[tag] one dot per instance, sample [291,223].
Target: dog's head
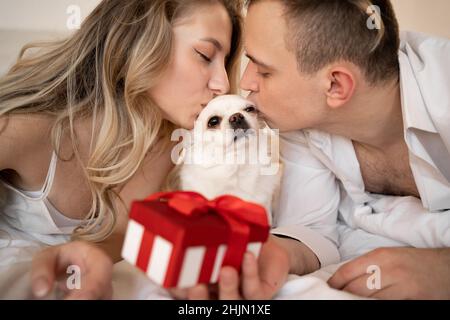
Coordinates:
[229,118]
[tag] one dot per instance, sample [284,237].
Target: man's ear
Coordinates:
[341,85]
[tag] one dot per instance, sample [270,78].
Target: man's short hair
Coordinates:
[363,32]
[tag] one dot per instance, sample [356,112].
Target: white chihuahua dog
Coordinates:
[232,151]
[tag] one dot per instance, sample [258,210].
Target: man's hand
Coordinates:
[260,280]
[406,273]
[51,264]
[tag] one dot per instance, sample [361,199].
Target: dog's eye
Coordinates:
[213,122]
[250,109]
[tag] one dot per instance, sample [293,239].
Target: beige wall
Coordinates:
[429,16]
[22,21]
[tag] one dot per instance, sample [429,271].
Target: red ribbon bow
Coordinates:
[236,212]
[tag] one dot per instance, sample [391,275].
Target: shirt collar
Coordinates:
[415,113]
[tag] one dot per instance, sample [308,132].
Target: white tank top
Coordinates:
[31,212]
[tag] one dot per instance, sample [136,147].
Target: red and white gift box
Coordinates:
[180,239]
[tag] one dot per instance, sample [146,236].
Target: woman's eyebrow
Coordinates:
[215,42]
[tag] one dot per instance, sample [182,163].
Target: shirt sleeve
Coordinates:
[308,202]
[404,219]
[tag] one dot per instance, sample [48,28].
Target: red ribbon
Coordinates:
[237,213]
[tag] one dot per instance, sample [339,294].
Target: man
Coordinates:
[366,149]
[368,154]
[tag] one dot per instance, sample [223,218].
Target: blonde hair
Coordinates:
[326,31]
[103,72]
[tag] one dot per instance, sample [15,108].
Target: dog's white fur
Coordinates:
────
**Your assignment**. Copy the records exactly, minus any pictures.

**Solution**.
[tag] one dot per instance, sample [291,223].
Target: dog's head
Coordinates:
[229,118]
[tag] one dot per instance, sample [284,237].
Target: man's ear
Coordinates:
[341,85]
[tag] one dot per instance, sample [270,78].
Target: man's short hair
Coordinates:
[363,32]
[tag] one dot per instance, sample [356,112].
Target: white chihuahua dog
Coordinates:
[232,151]
[tag] one dot per instance, sample [258,210].
Target: man's hand
Coordinates:
[260,280]
[406,273]
[51,264]
[tag] one dot per instance, sample [361,199].
Target: dog's eye
Coordinates:
[213,122]
[250,109]
[tag] one dot per instance, sample [293,239].
Target: beige wall
Coordinates:
[429,16]
[22,21]
[tag] one dot per instance, sample [429,271].
Target: red ribbon bow
Coordinates:
[236,212]
[tag] one dot per instance, sample [391,275].
Target: shirt collar
Coordinates:
[415,113]
[tag] one dot per instance, sample [308,132].
Target: white tank top
Coordinates:
[31,212]
[tag] one dot per instance, sample [136,147].
Target: red and white gift box
Coordinates:
[180,239]
[tag] one dot per instance, sample [146,236].
Target: woman's eyebrow
Coordinates:
[215,42]
[tag] one dot per instance, sample [182,163].
Target: shirt sleeve
Coordinates:
[308,202]
[404,219]
[tag] one dot per instance, sample [48,28].
Target: red ribbon
Coordinates:
[237,213]
[tag] one dot per instance, sample [339,294].
Target: man
Coordinates:
[366,149]
[368,154]
[tag] one dot per instance, sample [223,218].
Target: blonde hair
Coordinates:
[326,31]
[103,72]
[tag] one dot per instance, sample [15,108].
Target: dog's white fur
Coordinates:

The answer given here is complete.